### Source text
* Begin *

No new UCL cases came down while I was away, but I'm pleased to report that the Northern California chapter of the Association of Business Trial Lawyers finally posted its most recent newsletter online! That normally wouldn't be an earth-shattering event, but ever since a friend sent me a copy of the Summer 2004 Northern California ABTL Report a few weeks ago, I've been waiting and waiting for it to be posted so I could share it with my readers. The Summer 2004 issue has a very interesting article on the UCL by Judge Ronald M. Sabraw of the Alameda County Superior Court. Judge Sabraw is the complex litigation judge for Alameda County, so nearly all class actions filed in that county are assigned to him. And since UCL claims are mostly filed as adjuncts to ordinary class actions, Judge Sabraw also gets to hear most of the UCL cases filed in that county. He often rules on cutting-edge UCL issues. Here's a tidbit from his article: "UCL jurisprudence resembles Wonderland ...."
Wednesday, August 18, 2004
 
"Tort reform poll finds an unsympathetic electorate"
Thanks to the reader to wrote to alert me to this article in yesterday's Recorder. According to the article, a new poll shows that hardly anybody has heard of Proposition 64, the UCL "reform" initiative. That's bad news for its proponents. The article also says: "One possibility that could tip the scales in favor of Prop 64 would be Arnold Schwarzenegger's support. The governor, who is on record in favor of an end to 'shakedown lawsuits,' has so far avoided taking a stand on Prop 64 -- an omission hinting that a deal on some other 17200 reform could still be introduced through the Legislature before voters ever weigh in on Prop 64." (And yes, I was away on a very nice vacation. Over the next day or two I'll catch up my reporting on any new UCL-related decisions that came down while I was away.)
Thursday, August 12, 2004
 
17200 blog hiatus
The UCL Practitioner will be on hiatus until Wednesday, August 18, 2004. Readers, please email me if you see any news articles or cases on the UCL between now and then. Thanks much, and best wishes to all who may be watching this space.

* End *

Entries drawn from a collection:
* Begin *

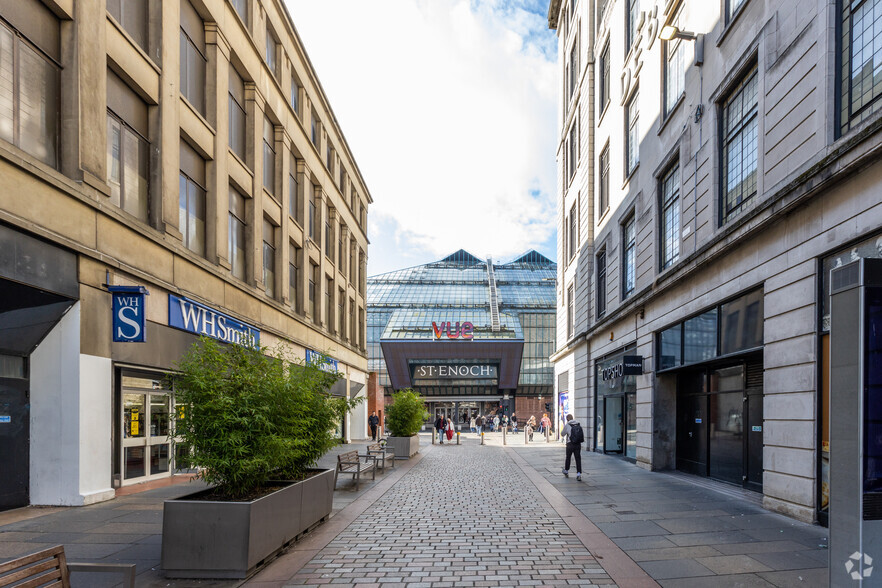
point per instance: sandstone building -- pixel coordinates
(183, 151)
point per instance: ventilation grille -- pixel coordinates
(873, 506)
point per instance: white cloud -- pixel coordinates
(449, 107)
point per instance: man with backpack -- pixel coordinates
(575, 436)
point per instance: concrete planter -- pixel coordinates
(213, 539)
(404, 447)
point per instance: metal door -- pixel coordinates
(14, 443)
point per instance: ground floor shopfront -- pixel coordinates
(735, 359)
(82, 414)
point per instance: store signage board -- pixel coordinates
(129, 313)
(191, 316)
(630, 365)
(464, 330)
(324, 362)
(443, 371)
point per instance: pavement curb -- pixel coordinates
(623, 570)
(285, 566)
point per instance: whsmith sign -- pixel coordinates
(191, 316)
(444, 371)
(630, 365)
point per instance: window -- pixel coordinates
(601, 284)
(237, 248)
(629, 257)
(314, 130)
(732, 7)
(603, 204)
(238, 127)
(675, 65)
(329, 233)
(269, 156)
(193, 60)
(313, 210)
(341, 312)
(571, 152)
(670, 217)
(633, 138)
(295, 95)
(272, 52)
(739, 145)
(191, 213)
(294, 253)
(631, 24)
(570, 317)
(604, 77)
(294, 208)
(313, 280)
(861, 58)
(30, 82)
(329, 304)
(132, 15)
(128, 152)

* End *

### Exercise set
**1)** Answer these questions from the UCL blog posts:
(a) Which court does Judge Ronald M. Sabraw sit on?
(b) According to the poll described in the Recorder article, what has hardly anybody heard of?
(c) Until what date was the blog on hiatus?
**2)** Please carry on the UCL blog posts from the point where the text stops.
None of this data is needed for the tasks.

### Responses to the exercise
**1)**
(a) The Alameda County Superior Court.
(b) Proposition 64, the UCL "reform" initiative.
(c) Wednesday, August 18, 2004.

**2)**
New CLRA decision
Yesterday, the Court of Appeal decided Kramer v. Intuit, Inc., ___ Cal.App.4th ___ (Aug. 11, 2004), which addresses the Consumers Legal Remedies Act (Civ. Code §§1750 et seq.). In particular, the decision construes Civil Code section 1770(a)(17), which prohibits "[r]epresenting that the consumer will receive a rebate, discount, or other economic benefit, if the earning of the benefit is contingent on an event to occur subsequent to the consummation of the transaction." The Court of Appeal determined that the trial court properly sustained a demurrer to a CLRA claim predicated on that language.
Wednesday, August 11, 2004
 
Upcoming State Bar MCLE on 17200 practice
The State Bar's annual meeting in Monterey will feature a two-hour MCLE course entitled "A Primer on California Competition Law" on Saturday, October 9, 2004 at 8:30 a.m. Click here to access the online registration page.
Monday, August 09, 2004
 
"Plaintiff lawyers keep the powder dry"
Today's Recorder has this article, which reports that no specific campaign committee has been organized to oppose Proposition 64, the 17200 "reform" measure. Consumer Attorneys of California, the plaintiffs' trial lawyers association, is content to "let environmental and public interest groups carry the ball." CAOC explains why it opposes Proposition 64 at this link.
Friday, August 06, 2004
 
UCL humor?
Today's Recorder satirizes 17200 in a political cartoon, of all things. Unfortunately, I can't find the cartoon online, but it relates to this story in Wednesday's Recorder about a new class action (including a UCL claim) against Yahoo, Google, and other search engines, challenging their online gambling ads. The suit alleges that California law prohibits online gambling and that the search engines should not be carrying ads that promote an illegal activity. Here's a copy of the complaint from the San Francisco Superior Court's website.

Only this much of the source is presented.